**Work order:**
The answer should consist of all the entries, repeated word for word.

:: Provided data ::

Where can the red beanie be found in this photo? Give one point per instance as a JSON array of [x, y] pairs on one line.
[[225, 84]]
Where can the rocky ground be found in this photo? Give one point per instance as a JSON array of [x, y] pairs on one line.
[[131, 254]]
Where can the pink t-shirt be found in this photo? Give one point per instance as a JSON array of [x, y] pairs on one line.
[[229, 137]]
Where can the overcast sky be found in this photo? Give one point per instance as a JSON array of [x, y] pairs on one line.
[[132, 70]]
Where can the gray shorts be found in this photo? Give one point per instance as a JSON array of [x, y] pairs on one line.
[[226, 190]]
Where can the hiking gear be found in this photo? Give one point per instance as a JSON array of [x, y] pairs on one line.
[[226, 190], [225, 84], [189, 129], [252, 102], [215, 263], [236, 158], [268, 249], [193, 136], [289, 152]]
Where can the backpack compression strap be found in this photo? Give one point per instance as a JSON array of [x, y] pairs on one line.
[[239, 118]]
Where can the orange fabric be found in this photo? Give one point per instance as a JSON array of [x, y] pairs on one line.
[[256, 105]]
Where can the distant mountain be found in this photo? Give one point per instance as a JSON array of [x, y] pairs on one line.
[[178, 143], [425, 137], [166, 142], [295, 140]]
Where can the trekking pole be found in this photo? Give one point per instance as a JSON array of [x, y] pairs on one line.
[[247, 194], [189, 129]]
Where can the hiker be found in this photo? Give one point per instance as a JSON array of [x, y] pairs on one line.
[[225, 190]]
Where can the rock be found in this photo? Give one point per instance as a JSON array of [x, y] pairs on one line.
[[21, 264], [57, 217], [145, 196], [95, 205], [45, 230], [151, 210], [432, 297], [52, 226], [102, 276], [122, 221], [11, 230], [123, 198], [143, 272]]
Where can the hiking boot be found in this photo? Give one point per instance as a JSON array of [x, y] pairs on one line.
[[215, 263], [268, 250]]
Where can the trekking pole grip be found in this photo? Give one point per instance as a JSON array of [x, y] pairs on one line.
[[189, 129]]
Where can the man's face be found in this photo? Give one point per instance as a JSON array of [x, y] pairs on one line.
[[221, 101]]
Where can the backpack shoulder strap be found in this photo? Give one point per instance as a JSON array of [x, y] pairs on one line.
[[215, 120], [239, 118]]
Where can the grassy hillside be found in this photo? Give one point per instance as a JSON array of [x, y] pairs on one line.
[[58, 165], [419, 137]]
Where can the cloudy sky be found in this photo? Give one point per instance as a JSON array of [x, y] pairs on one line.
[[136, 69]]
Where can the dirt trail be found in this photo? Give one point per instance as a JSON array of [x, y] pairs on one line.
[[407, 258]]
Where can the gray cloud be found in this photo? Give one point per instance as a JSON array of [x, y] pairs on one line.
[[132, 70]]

:::

**Solution for this task:**
Where can the red beanie be found in this photo? Give one point per instance as a JSON array of [x, y] pairs on one line.
[[225, 84]]
Where can the rocky ground be found in this photo? Give one point per instance as a JSON array of [x, y] pairs on one line.
[[131, 254]]
Where can the pink t-shirt be found in this photo? Give one point per instance as a JSON array of [x, y] pairs on one line.
[[229, 137]]
Where can the overcast sky be found in this photo? Give one point per instance as a JSON array of [x, y] pairs on one line.
[[132, 70]]
Where can the gray shorts be found in this photo? Give one point per instance as a JSON array of [x, y] pairs on one line.
[[226, 190]]
Where can the hiking gear be found in this photo? Give one point per instance as a JSON array of [x, y] pairs on one line.
[[226, 190], [225, 84], [189, 129], [252, 102], [215, 263], [236, 158], [268, 249], [193, 136], [289, 152]]
Where can the backpack compression strap be found in this photo? Give one point per instance as a JSON array of [x, y] pairs on one line.
[[239, 118]]
Where can the orange fabric be found in this photo? Give one point per instance as a JSON array of [x, y] pairs on one line.
[[256, 105]]
Where can the distant mountain be found in this photo? Give one point per instance as a JSON array of [x, y] pairs on one line.
[[178, 143], [425, 137], [166, 142], [295, 140]]
Where can the trekking pole be found in this photo? Give one point per instance as a JSON array of [x, y] pairs on one line.
[[247, 194], [189, 129]]
Where can the hiker be found in this photo? Give one point per instance as a JSON array of [x, y] pairs on one line.
[[225, 190]]
Where can the rock be found in this photo? Give one point per instance as a JSON array of [x, y] pairs on one line.
[[21, 264], [57, 217], [145, 196], [95, 205], [45, 230], [151, 210], [432, 297], [52, 226], [102, 276], [122, 221], [11, 230], [123, 198], [143, 272]]
Where can the hiking boot be found in this photo? Give one point per instance as a JSON array of [x, y] pairs on one line.
[[215, 263], [268, 250]]
Where can the trekking pole grip be found in this photo? Give one point per instance as a JSON array of [x, y] pairs on one line.
[[189, 129]]
Where can the man's face be found in this photo? Give one point per instance as a JSON array of [x, y] pairs on one line.
[[221, 101]]
Where can the backpack shoulder strap be found in this photo? Give one point per instance as a JSON array of [x, y] pairs on one line.
[[215, 120], [239, 118]]
Where can the grassy hillside be found in this photo? Give one point per instance as a JSON array of [x, y] pairs on one line.
[[58, 165], [419, 137]]
Where can the cloudy sky be found in this photo? Give one point per instance as a JSON array of [x, y] pairs on one line.
[[136, 69]]
Where can the dirt trail be found in this photo? Give one point per instance as a JSON array of [x, y] pairs on one line.
[[407, 258]]
Where can the gray cloud be found in this photo? Give one point per instance as a JSON array of [x, y] pairs on one line.
[[132, 70]]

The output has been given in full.